> [ASSIGNED TASK]
Every entry that follows must be written out exactly, apart from its pictures.

Records from a data collection:
=== Begin Enclosure ===
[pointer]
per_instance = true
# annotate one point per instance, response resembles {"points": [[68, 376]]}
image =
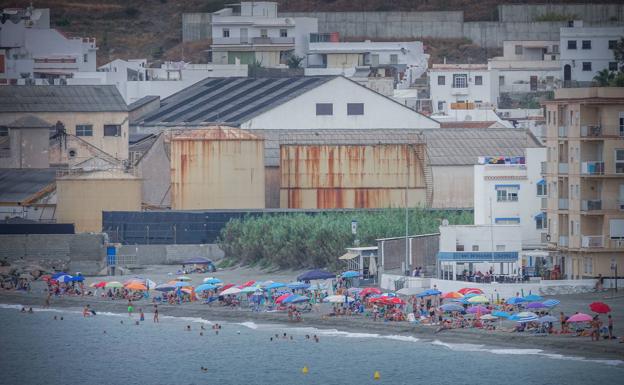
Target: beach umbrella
{"points": [[282, 297], [452, 295], [297, 285], [478, 299], [350, 274], [501, 314], [296, 299], [230, 290], [551, 302], [451, 307], [533, 298], [478, 309], [205, 287], [580, 317], [470, 290], [599, 307], [338, 299], [547, 318], [369, 291], [515, 300], [165, 287], [136, 286], [315, 274]]}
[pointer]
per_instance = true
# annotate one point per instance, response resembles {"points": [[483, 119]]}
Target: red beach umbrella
{"points": [[599, 307]]}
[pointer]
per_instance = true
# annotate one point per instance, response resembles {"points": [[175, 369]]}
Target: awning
{"points": [[348, 256]]}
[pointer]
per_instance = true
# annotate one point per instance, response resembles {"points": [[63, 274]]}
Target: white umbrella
{"points": [[338, 299], [231, 290]]}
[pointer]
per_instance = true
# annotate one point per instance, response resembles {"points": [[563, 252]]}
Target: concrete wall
{"points": [[72, 252], [170, 254]]}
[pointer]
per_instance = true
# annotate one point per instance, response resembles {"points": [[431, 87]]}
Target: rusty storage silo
{"points": [[353, 171], [216, 167]]}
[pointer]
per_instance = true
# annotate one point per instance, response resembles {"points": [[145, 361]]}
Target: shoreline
{"points": [[562, 345]]}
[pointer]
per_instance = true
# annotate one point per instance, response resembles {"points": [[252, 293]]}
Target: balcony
{"points": [[591, 205], [592, 241], [592, 168]]}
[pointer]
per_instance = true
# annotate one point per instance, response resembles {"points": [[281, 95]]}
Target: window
{"points": [[619, 161], [112, 130], [324, 109], [460, 81], [507, 193], [355, 108], [84, 130], [507, 221]]}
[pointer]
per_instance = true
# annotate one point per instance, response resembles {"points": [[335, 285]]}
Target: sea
{"points": [[111, 349]]}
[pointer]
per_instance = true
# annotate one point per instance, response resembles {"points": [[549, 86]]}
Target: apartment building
{"points": [[585, 180], [251, 32]]}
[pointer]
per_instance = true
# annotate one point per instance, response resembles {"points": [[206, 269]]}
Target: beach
{"points": [[567, 345]]}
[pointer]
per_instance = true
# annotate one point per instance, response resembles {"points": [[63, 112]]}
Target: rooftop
{"points": [[230, 101], [74, 98]]}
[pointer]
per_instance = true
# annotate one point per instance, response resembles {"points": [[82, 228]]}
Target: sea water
{"points": [[36, 349]]}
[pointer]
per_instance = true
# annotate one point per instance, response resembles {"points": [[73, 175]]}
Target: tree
{"points": [[604, 78]]}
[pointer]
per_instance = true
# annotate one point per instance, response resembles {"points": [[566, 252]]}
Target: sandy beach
{"points": [[566, 344]]}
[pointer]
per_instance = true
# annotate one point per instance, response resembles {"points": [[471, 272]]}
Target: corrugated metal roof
{"points": [[19, 184], [74, 98], [462, 146], [230, 101]]}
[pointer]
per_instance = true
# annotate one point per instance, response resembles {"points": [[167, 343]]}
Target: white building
{"points": [[30, 49], [135, 80], [452, 84], [528, 66], [586, 51], [408, 59], [251, 32], [479, 248]]}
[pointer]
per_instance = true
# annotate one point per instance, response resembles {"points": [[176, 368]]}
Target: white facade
{"points": [[134, 80], [528, 66], [586, 51], [255, 33], [513, 194], [31, 49], [462, 83], [379, 112]]}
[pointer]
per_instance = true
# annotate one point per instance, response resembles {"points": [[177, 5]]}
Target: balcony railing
{"points": [[593, 204], [592, 168], [592, 241]]}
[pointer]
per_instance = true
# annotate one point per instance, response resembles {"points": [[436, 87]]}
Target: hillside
{"points": [[152, 28]]}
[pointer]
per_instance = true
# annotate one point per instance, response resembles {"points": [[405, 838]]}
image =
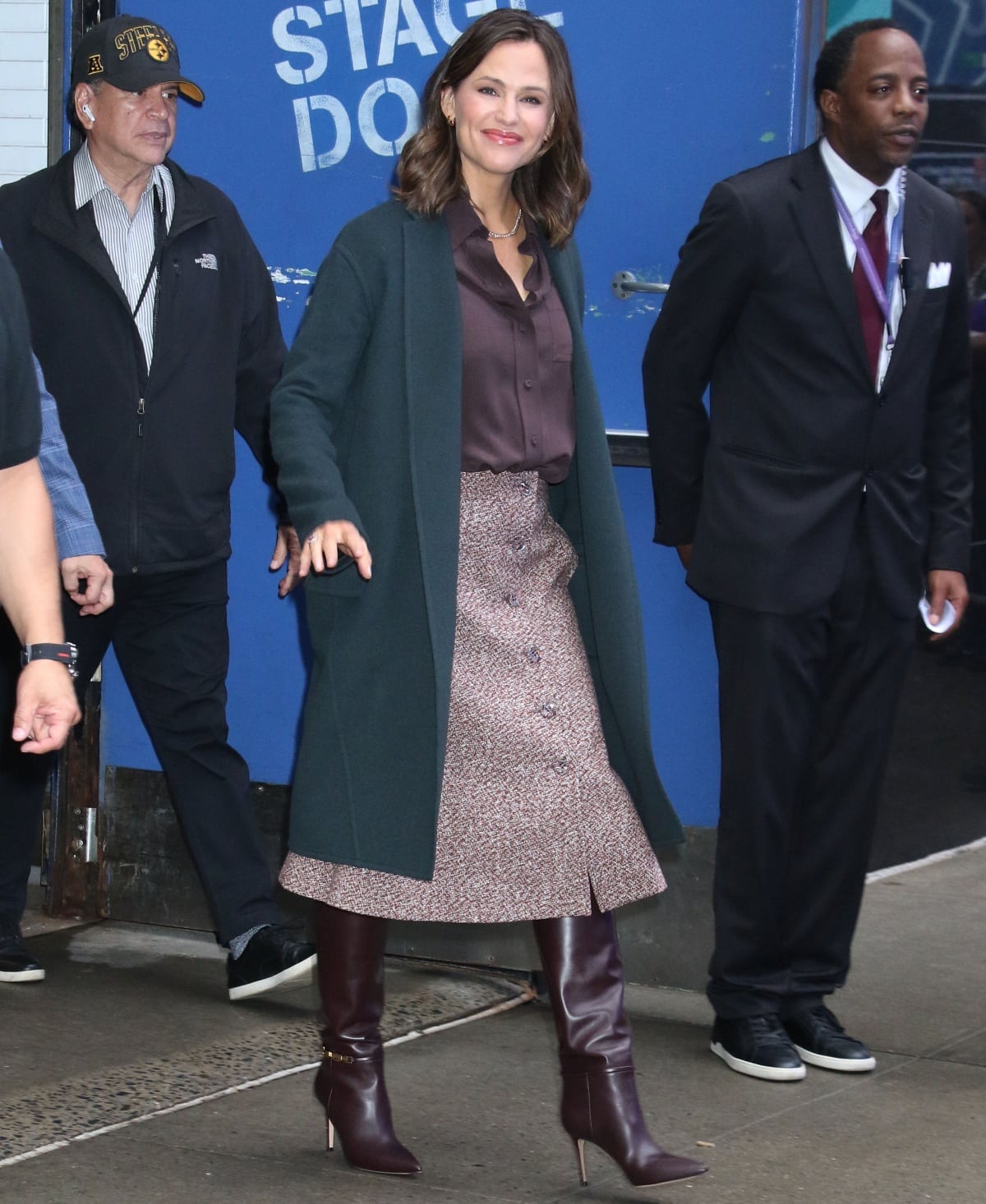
=== End Enclosure ===
> [RESPONSE TO THE TASK]
[pointer]
per_instance = true
# annotate one point per instance, response resembles {"points": [[68, 376]]}
image =
Target: beach umbrella
{"points": [[282, 297], [452, 295], [297, 285], [478, 299], [350, 274], [501, 314], [296, 299], [230, 290], [551, 302], [451, 307], [533, 298], [478, 309], [205, 287], [580, 317], [470, 290], [599, 307], [338, 299], [547, 318], [369, 291], [515, 300], [165, 287], [136, 286], [315, 274]]}
[pointer]
per_instance = true
# annotate one point per instance, response resembles {"points": [[483, 119]]}
Target: red beach umbrella
{"points": [[599, 307]]}
[pointer]
per_instance = true
# annotate one point per instance, response resembles {"points": [[175, 369]]}
Target: awning
{"points": [[348, 256]]}
[pointer]
per_instance = true
# annotate one point per instance, response resembles {"points": [[63, 274]]}
Target: white umbrella
{"points": [[338, 299], [231, 290]]}
[pointer]
per_instance = true
# annotate one point per instance, response resembles {"points": [[563, 252]]}
Target: concrete wall
{"points": [[72, 252], [170, 254]]}
[pointer]
per_instance = true
# annotate one point per instance, response resembles {"points": [[431, 87]]}
Target: rusty storage silo
{"points": [[353, 171], [216, 167]]}
[pointer]
per_instance = true
# annotate one point per instance, response resembles {"points": [[145, 361]]}
Target: shoreline
{"points": [[562, 345]]}
[pointer]
per_instance = true
# annotate one point per instance, response resembles {"points": [[252, 293]]}
Target: balcony
{"points": [[591, 205], [592, 241], [592, 168]]}
[pointer]
per_instance = true
# annotate one point per instance, response resembles {"points": [[281, 95]]}
Target: window
{"points": [[619, 161], [112, 130], [324, 109], [460, 81], [507, 193], [355, 108], [84, 130], [507, 221]]}
[pointer]
per_instance = true
# annotate one point per instance, response resembles {"points": [[335, 285]]}
Target: sea
{"points": [[111, 349]]}
[pointer]
per_instance = true
# annotate one point per instance, response resembles {"points": [[549, 86]]}
Target: apartment building
{"points": [[585, 180], [251, 32]]}
[pointer]
per_instance = true
# annotate one point per instance, response resembles {"points": [[206, 269]]}
Target: beach
{"points": [[567, 345]]}
[pointer]
per_instance = true
# annotate one point per instance, response resembles {"points": [[63, 112]]}
Target: rooftop
{"points": [[230, 101], [74, 98]]}
[pointer]
per_instance = true
# annotate one point per instance, response resembles {"points": [[82, 228]]}
Target: sea water
{"points": [[36, 349]]}
[pointer]
per_instance = true
# annotate one point per instance, response resembles {"points": [[73, 175]]}
Target: tree
{"points": [[604, 78]]}
[pointer]
per_instance = true
# annotate one point per instance, response resembles {"points": [[566, 252]]}
Target: sandy beach
{"points": [[566, 344]]}
[pointer]
per_instance = true
# annotate one point per instance, response resembles {"points": [[471, 272]]}
Target: corrugated metal roof
{"points": [[19, 184], [74, 98], [462, 146], [230, 101]]}
[pointer]
per_instance = true
# annotate one point per instance, response resembles {"points": [[167, 343]]}
Target: white building
{"points": [[30, 49], [135, 80], [452, 84], [528, 66], [586, 51], [408, 59], [251, 32], [479, 248]]}
[pointer]
per_instance = true
# annotate one point per instance, response resembles {"points": [[176, 368]]}
Target: white facade
{"points": [[134, 80], [528, 66], [586, 51], [255, 33], [513, 194], [31, 49], [462, 83], [379, 112]]}
[pointer]
per_instance = true
# annotate one point per instance, response resembles {"points": [[177, 5]]}
Target: balcony railing
{"points": [[593, 204], [592, 168], [592, 241]]}
[pointer]
per_instance = true
# annotate one point per instance, response resembles {"points": [[436, 87]]}
Target: hillside
{"points": [[152, 28]]}
[pointer]
per_instance = true
# annotate one point per instance, response resembles {"points": [[405, 838]]}
image =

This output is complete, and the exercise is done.